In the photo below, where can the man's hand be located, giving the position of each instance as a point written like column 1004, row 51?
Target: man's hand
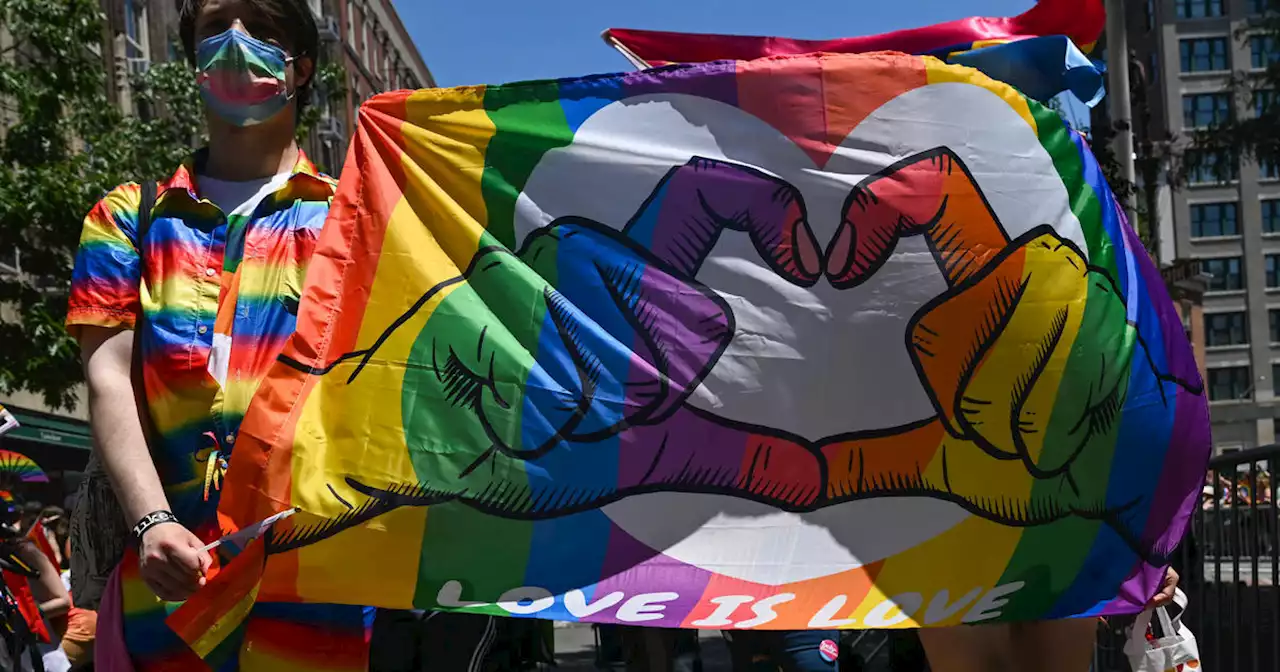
column 172, row 562
column 1166, row 590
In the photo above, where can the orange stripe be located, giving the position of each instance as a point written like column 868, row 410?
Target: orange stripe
column 208, row 609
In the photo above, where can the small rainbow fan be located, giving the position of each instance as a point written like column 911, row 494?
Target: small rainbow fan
column 22, row 466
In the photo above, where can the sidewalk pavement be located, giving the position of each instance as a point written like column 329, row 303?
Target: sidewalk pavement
column 575, row 649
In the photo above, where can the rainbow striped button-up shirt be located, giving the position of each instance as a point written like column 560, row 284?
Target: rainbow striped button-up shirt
column 208, row 279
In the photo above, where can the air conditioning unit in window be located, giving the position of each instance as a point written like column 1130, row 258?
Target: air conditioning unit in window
column 329, row 30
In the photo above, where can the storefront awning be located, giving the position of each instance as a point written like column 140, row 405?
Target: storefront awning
column 49, row 429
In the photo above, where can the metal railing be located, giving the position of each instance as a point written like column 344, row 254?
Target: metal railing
column 1230, row 570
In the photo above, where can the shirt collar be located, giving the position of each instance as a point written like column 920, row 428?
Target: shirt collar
column 304, row 172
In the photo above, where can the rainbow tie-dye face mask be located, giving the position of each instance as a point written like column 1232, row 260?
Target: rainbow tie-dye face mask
column 242, row 80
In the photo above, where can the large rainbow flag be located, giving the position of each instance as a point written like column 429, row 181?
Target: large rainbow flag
column 1041, row 51
column 1079, row 21
column 805, row 342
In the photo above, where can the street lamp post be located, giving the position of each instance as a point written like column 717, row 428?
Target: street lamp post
column 1118, row 97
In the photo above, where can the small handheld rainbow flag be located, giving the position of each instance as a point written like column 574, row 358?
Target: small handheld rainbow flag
column 21, row 466
column 1041, row 51
column 803, row 342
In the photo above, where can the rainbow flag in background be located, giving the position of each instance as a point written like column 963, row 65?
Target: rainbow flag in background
column 1041, row 51
column 804, row 342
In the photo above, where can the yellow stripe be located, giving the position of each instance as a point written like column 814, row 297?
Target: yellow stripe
column 941, row 72
column 443, row 161
column 976, row 553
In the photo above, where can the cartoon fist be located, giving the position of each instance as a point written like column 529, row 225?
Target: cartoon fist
column 556, row 378
column 1018, row 357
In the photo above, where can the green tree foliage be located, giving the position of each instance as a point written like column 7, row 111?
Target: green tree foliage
column 63, row 145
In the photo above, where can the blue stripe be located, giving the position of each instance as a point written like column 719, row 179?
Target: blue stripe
column 1142, row 446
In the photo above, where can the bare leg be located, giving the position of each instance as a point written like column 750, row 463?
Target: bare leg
column 1041, row 647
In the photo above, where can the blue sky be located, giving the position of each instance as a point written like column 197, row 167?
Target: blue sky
column 496, row 41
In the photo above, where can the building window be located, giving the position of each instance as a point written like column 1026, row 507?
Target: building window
column 1224, row 274
column 1200, row 9
column 1211, row 220
column 1226, row 329
column 1264, row 101
column 1203, row 110
column 1229, row 383
column 351, row 23
column 1211, row 168
column 1271, row 215
column 366, row 44
column 1203, row 54
column 1264, row 50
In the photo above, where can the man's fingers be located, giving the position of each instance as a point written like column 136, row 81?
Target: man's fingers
column 995, row 350
column 695, row 202
column 164, row 585
column 929, row 193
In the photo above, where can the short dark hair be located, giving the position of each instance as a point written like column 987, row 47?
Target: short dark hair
column 291, row 18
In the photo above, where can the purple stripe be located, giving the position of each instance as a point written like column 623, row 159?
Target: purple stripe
column 632, row 568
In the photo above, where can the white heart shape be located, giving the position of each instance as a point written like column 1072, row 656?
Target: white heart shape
column 813, row 361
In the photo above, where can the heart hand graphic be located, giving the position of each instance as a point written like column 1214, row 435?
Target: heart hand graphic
column 556, row 379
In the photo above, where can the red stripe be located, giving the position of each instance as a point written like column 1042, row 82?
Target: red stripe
column 1079, row 19
column 339, row 275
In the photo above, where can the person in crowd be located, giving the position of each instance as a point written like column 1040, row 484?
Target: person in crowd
column 787, row 650
column 202, row 301
column 1064, row 645
column 42, row 599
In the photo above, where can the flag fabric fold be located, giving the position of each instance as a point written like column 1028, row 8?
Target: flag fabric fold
column 804, row 342
column 1080, row 21
column 1041, row 51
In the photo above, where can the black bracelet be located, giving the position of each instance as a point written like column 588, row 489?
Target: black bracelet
column 151, row 520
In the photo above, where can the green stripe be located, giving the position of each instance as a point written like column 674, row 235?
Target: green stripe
column 1056, row 140
column 529, row 122
column 487, row 553
column 1048, row 557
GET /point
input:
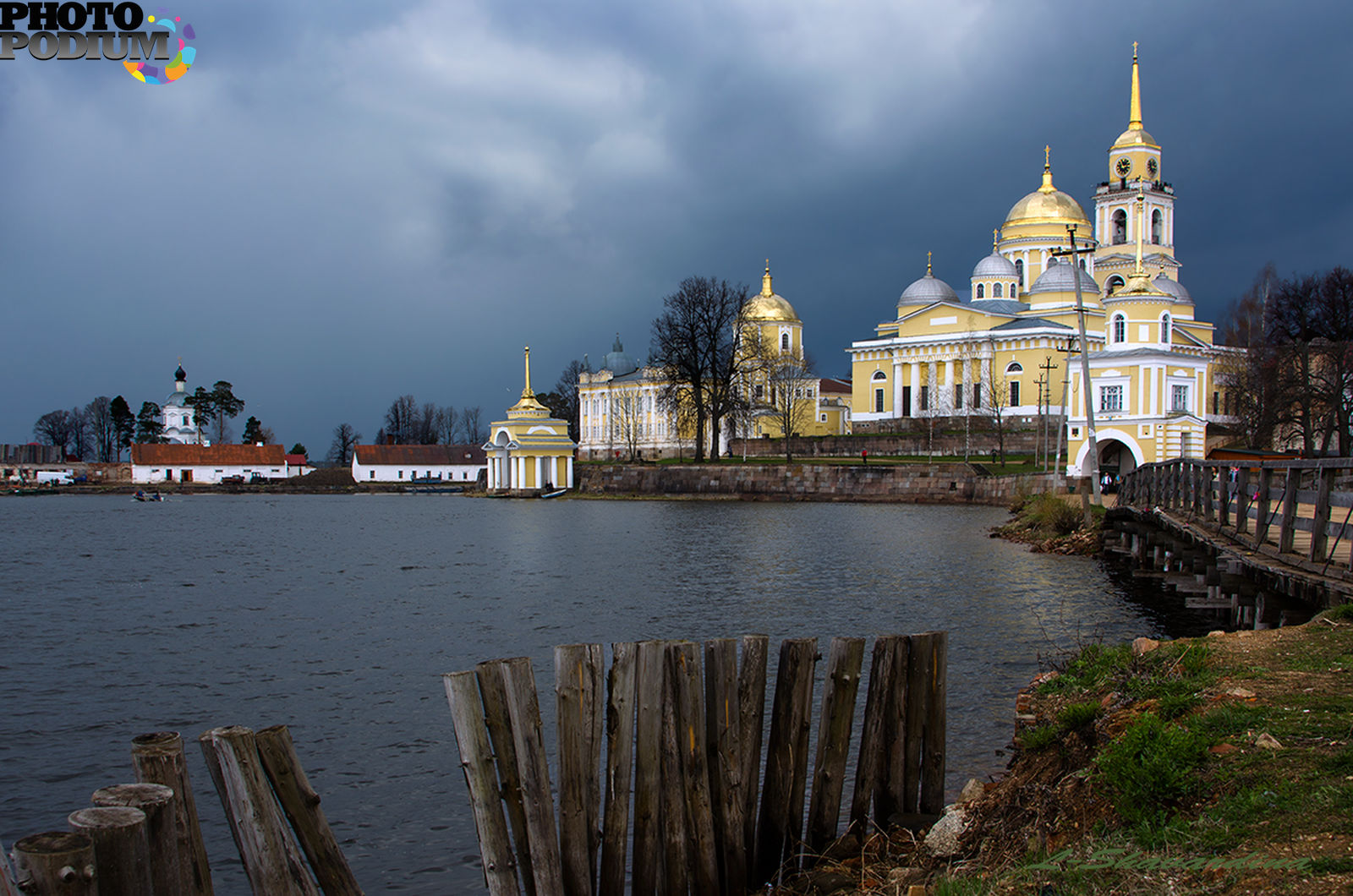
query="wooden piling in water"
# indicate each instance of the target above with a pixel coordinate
(578, 700)
(834, 729)
(494, 696)
(534, 773)
(485, 799)
(121, 851)
(781, 826)
(271, 855)
(872, 765)
(620, 760)
(723, 740)
(649, 768)
(687, 697)
(751, 709)
(159, 758)
(156, 800)
(56, 862)
(301, 803)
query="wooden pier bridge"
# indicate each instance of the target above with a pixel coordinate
(1267, 542)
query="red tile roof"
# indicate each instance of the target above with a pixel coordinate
(419, 455)
(207, 455)
(830, 385)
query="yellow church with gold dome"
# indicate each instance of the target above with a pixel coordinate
(1010, 347)
(622, 414)
(531, 451)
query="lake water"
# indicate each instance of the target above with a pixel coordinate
(337, 615)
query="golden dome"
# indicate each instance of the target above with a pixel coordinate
(1134, 137)
(1046, 205)
(768, 306)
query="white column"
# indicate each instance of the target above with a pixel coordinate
(897, 387)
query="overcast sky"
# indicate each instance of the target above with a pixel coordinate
(344, 202)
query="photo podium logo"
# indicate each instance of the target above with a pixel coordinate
(115, 31)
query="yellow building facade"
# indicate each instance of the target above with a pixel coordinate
(531, 451)
(1010, 347)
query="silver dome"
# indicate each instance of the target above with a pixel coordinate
(1061, 278)
(926, 290)
(1174, 287)
(994, 265)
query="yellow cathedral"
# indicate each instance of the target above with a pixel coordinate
(1153, 386)
(531, 451)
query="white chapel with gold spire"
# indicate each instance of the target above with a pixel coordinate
(531, 451)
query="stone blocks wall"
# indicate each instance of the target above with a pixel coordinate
──────────
Problem description
Copy all the material above word for word, leaving out the pictures.

Output of the task
In the photo below, where can the man's hand be located, giving the position of each instance as a point written like column 1004, row 51?
Target: man's hand
column 172, row 562
column 1166, row 590
In the photo above, where can the orange stripe be located, giving the position of each instance as a point written like column 868, row 410?
Target: orange stripe
column 208, row 609
In the photo above, where can the small rainbow fan be located, giving the position of each instance as a point written like column 911, row 494?
Target: small rainbow fan
column 22, row 466
In the photo above, where can the sidewalk pavement be located, giving the position of each instance as a point written like column 329, row 303?
Target: sidewalk pavement
column 575, row 649
In the photo above, where can the rainbow striped button-up shirt be located, giving the position of each instance as a point written like column 560, row 284?
Target: rainbow striped button-up shirt
column 208, row 279
In the photo above, where can the air conditioning unit in window be located, giving the position of each instance as a point written like column 1130, row 258?
Target: air conditioning unit in window
column 329, row 30
In the photo above, where can the storefront awning be located, giving the position of each instance as a point written like column 140, row 405?
Target: storefront awning
column 49, row 429
In the photo above, where can the metal railing be located, giving the position of each instance as a point written like column 344, row 254?
Target: metal railing
column 1230, row 570
In the photo above, where can the shirt collar be located, giving the position of each instance as a point written like column 920, row 428?
Target: shirt collar
column 304, row 172
In the photo above, where can the rainbow tie-dye face mask be located, giving the position of each instance as a point written like column 1232, row 260?
Target: rainbow tie-dye face mask
column 242, row 80
In the photo above, where can the large rainbow flag be located, giving the position of each instance as a point written like column 429, row 181?
Target: large rainbow flag
column 1041, row 51
column 1079, row 21
column 805, row 342
In the photo above, where can the street lamp post be located, giving the position of each instance as a point written like column 717, row 428?
Target: street lamp post
column 1118, row 97
In the photo above, where can the small handheld rainbow flag be located, giving the position of each instance as a point written like column 574, row 358?
Target: small handheld rainbow flag
column 21, row 466
column 1041, row 51
column 803, row 342
In the photo above, where can the rainbow flag in background be located, giving the position of each instance as a point written like column 963, row 65?
Target: rainbow flag in background
column 1041, row 51
column 804, row 342
In the photo above, where can the yellow stripe be located, giving the position of each instance as a point written like column 814, row 297?
Target: yellow stripe
column 941, row 72
column 443, row 161
column 976, row 553
In the photo above, where can the cartoon fist be located, giving the position of each instance as a point written like column 529, row 225?
Target: cartoon fist
column 556, row 378
column 1018, row 357
In the photo above, where can the green tree foliage be located, giving the position of each instance as a point written like column 7, row 111?
Target: green tree foliage
column 63, row 145
In the photo above, where can the blue stripe be located, giving the position of each instance as a point written like column 719, row 179?
Target: blue stripe
column 1142, row 446
In the photo above, where can the bare leg be located, giving the position of each instance as a point written like column 750, row 463?
Target: bare leg
column 1041, row 647
In the photo above, where can the blue sky be located, giving the position of each instance as a point written like column 197, row 167?
Target: blue sky
column 496, row 41
In the photo above, where can the building window be located, giving the position of each instance as a point written like column 1026, row 507?
Target: building window
column 1224, row 274
column 1200, row 9
column 1211, row 220
column 1226, row 329
column 1264, row 101
column 1203, row 110
column 1229, row 383
column 351, row 23
column 1211, row 168
column 1271, row 215
column 366, row 44
column 1203, row 54
column 1264, row 50
In the photo above, where can the man's fingers be located, giving the position of each instance as a point written like column 136, row 81?
Target: man's fingers
column 995, row 350
column 695, row 202
column 164, row 585
column 929, row 193
In the photo above, where can the short dark hair be located, giving the position of each instance as a point written like column 987, row 47?
Target: short dark hair
column 291, row 18
In the photo above, where can the purple stripe be located, giving the position of each instance as a point written like column 623, row 159?
Target: purple stripe
column 632, row 568
In the photo above, where can the white heart shape be located, giving the position of each instance as a point written like column 1072, row 656?
Target: white heart shape
column 813, row 361
In the photo above, where can the heart hand graphic be located, giving the position of each instance as a point written like column 1214, row 435?
Target: heart hand graphic
column 556, row 379
In the photo above, where can the red stripe be located, giving the position of each instance as a point written like column 1042, row 82?
Target: red stripe
column 1079, row 19
column 339, row 275
In the photo above, where can the person in crowd be located, giving the position of each instance as a point written like column 1040, row 484?
Target: person in crowd
column 787, row 650
column 202, row 301
column 1064, row 645
column 42, row 599
In the photo above, where can the flag fabric fold be located, giving the position of each instance as a point written like column 1028, row 8?
Target: flag fabric fold
column 804, row 342
column 1080, row 21
column 1041, row 51
In the photo above, where can the black bracelet be located, giving the position of each instance as a point written like column 588, row 489?
Target: black bracelet
column 151, row 520
In the photo above, where can the green stripe be located, giving the position of each instance as a point written like column 674, row 235?
Target: green stripe
column 1056, row 140
column 529, row 122
column 487, row 553
column 1048, row 557
GET /point
input:
query="wooden piling in water"
# indicate each instance of the target above with a pixel coordinate
(578, 700)
(834, 729)
(494, 696)
(534, 773)
(485, 799)
(121, 851)
(781, 826)
(271, 855)
(872, 765)
(620, 760)
(723, 740)
(649, 768)
(687, 697)
(751, 709)
(159, 758)
(156, 800)
(56, 862)
(301, 803)
query="wooden pier bridge"
# indicate each instance of the target above with a pixel coordinate
(1267, 542)
query="red tile roof"
# indicate each instance of the target above with a pixel coordinate
(419, 455)
(207, 455)
(830, 385)
query="yellow church with gold dome"
# indicate each instance of the target above with a pixel coordinate
(1010, 347)
(622, 414)
(531, 451)
query="lake water"
# indicate each instance of the target above with a pixel coordinate
(337, 615)
query="golden dome"
# indicate each instance of the target above with a pixel coordinate
(1134, 137)
(1046, 205)
(768, 306)
query="white column"
# indicate each instance of the target above with a pixel coordinate
(897, 387)
query="overcast sky"
# indicate each instance of the target above with a pixel coordinate
(344, 202)
query="photo podium logo"
# indicate each instance of the target above with a pixel coordinate
(115, 31)
query="yellow building facade"
# indicate each instance of the target above with a pixel coordinate
(531, 451)
(1010, 347)
query="silver dome"
# indicate each instance of the target above with a pixel coordinate
(1061, 278)
(926, 290)
(1174, 287)
(994, 265)
query="yellow cathedral"
# indicate each instance of the target above with a pixel coordinate
(1153, 386)
(531, 451)
query="white chapel with gold spire"
# indicate each instance of the target above with a pixel coordinate
(531, 451)
query="stone blocks wall"
# indicate each instance of the target above with a pixel coordinate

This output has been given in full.